• Work to complete: All lines from the one containing "Task — pin one marker per instance of the wispy" down to the one containing "Task — pin one marker per instance of the canoe", both ends included, are to be given again exactly; omit the rest of the listing below.

----- Listed entries -----

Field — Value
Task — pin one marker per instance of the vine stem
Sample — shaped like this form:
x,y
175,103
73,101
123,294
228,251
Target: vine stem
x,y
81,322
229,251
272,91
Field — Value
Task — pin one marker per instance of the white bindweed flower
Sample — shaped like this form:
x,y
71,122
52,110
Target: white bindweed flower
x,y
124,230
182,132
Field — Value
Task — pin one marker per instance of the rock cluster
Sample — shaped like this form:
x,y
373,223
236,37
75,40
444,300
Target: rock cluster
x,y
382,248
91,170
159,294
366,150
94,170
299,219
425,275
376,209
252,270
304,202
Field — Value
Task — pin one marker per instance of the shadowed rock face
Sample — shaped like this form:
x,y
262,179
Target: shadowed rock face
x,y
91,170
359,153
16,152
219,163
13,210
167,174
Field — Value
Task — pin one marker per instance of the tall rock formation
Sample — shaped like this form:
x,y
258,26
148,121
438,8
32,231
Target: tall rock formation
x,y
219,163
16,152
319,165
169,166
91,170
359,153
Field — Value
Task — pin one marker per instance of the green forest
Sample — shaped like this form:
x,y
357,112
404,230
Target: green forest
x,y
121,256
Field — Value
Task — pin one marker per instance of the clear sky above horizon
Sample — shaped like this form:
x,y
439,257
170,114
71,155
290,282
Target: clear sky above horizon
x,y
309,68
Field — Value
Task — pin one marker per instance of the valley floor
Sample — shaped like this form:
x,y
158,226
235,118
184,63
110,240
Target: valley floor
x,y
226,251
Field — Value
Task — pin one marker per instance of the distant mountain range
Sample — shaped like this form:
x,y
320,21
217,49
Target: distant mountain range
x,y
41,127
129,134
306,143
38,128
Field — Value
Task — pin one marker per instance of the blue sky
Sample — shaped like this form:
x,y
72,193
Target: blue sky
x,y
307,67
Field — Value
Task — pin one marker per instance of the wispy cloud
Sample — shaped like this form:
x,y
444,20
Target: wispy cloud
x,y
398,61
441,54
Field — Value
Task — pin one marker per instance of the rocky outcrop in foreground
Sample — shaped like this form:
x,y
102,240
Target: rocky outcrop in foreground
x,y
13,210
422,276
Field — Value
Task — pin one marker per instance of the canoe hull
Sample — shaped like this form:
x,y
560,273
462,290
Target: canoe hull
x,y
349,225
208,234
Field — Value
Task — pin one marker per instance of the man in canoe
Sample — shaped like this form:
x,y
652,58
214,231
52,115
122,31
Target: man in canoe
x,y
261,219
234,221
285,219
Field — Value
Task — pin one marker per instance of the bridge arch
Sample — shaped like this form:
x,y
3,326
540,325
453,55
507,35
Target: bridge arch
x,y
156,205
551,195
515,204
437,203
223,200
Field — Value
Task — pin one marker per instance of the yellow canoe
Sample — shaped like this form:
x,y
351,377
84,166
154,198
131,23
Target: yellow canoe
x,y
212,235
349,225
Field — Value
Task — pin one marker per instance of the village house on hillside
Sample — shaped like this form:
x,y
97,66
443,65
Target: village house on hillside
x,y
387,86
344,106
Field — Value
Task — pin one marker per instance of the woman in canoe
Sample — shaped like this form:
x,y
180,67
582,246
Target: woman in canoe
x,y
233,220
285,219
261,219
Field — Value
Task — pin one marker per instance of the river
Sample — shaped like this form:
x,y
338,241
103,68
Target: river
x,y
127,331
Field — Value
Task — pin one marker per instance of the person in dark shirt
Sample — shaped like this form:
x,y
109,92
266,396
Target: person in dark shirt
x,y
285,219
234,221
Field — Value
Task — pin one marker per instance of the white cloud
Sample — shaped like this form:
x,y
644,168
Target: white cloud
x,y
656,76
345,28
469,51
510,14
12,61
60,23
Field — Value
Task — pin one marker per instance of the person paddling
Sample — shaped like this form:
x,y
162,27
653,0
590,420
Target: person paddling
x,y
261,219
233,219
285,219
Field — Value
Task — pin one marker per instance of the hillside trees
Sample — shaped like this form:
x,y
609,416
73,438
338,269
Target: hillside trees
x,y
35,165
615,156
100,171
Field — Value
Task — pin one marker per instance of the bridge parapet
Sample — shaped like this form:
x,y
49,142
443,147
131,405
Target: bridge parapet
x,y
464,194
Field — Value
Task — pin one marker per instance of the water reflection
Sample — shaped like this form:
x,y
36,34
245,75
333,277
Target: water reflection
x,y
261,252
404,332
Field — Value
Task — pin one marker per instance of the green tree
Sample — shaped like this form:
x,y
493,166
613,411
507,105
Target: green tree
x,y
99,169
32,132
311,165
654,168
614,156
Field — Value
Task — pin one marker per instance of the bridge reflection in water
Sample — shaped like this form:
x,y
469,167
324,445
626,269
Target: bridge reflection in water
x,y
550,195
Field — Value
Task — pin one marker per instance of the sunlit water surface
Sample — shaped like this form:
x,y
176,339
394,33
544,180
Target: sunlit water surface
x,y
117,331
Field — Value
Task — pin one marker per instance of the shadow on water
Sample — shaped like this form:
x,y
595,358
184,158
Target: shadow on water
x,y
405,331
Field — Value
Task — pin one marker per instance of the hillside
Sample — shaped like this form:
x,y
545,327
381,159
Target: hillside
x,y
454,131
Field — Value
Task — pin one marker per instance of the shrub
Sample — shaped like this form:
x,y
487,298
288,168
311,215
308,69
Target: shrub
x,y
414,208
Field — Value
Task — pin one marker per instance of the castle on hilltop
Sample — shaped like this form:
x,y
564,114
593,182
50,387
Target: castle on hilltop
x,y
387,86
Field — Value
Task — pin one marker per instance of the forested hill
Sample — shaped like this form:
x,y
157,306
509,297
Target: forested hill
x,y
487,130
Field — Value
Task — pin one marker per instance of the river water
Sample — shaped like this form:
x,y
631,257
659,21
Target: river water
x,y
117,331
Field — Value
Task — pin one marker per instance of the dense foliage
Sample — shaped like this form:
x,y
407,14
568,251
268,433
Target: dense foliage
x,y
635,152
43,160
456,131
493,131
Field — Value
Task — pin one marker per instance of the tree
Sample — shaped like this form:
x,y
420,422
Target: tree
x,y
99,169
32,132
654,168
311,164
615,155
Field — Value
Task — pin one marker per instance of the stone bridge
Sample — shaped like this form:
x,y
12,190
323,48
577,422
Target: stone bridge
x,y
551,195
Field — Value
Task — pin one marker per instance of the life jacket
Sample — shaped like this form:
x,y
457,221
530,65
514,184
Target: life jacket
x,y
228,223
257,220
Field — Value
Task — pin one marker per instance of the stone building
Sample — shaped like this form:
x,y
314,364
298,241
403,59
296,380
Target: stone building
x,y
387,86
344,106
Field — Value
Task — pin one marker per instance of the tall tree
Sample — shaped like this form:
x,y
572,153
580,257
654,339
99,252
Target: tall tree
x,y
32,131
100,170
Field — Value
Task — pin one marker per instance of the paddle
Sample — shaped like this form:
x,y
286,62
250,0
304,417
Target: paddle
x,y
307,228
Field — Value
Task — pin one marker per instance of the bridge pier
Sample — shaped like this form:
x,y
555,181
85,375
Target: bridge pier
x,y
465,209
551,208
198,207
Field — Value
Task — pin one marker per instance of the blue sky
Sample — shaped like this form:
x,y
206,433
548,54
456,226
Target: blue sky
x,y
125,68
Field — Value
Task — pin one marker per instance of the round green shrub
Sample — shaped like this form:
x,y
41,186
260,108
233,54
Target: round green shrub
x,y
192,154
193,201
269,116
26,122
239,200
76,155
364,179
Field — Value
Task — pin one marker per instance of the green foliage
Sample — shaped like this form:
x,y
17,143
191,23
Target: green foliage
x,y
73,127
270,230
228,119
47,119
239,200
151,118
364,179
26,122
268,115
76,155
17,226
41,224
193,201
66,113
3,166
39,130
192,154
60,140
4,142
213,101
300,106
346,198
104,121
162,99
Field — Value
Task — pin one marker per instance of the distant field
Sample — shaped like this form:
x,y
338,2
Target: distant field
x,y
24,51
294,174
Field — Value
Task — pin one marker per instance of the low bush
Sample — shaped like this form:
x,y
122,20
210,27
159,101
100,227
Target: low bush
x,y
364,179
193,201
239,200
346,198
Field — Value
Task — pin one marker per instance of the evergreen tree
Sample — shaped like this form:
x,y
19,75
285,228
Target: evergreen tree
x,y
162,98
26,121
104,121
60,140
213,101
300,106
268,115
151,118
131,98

-----

• Written reply:
Task — pin one marker per instance of the wispy cloud
Sample — shaped like this form:
x,y
444,20
Target: wispy cloud
x,y
398,61
441,54
Field — Value
Task — pin one marker per instance of the rocky outcrop in foreground
Sample — shaped like this form:
x,y
102,240
Target: rocky outcrop in foreground
x,y
13,210
422,276
Field — Value
Task — pin one marker per instance of the canoe hull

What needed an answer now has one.